------ Data for processing ------
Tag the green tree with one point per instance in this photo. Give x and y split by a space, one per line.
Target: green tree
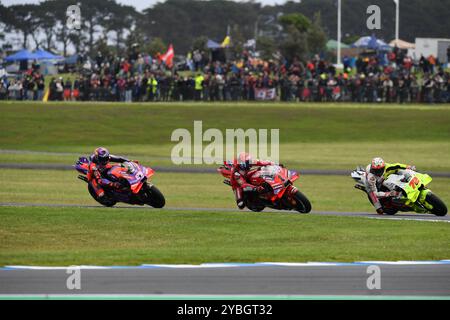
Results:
156 46
316 37
296 20
266 46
------
Your objective: In the copy, include every line of the records exactly and none of the images.

Answer to the exercise:
Tag the green tree with one point per instance in this photo. Give x and y split by a space, one per line.
Target: green tree
Results:
156 46
316 37
296 20
266 46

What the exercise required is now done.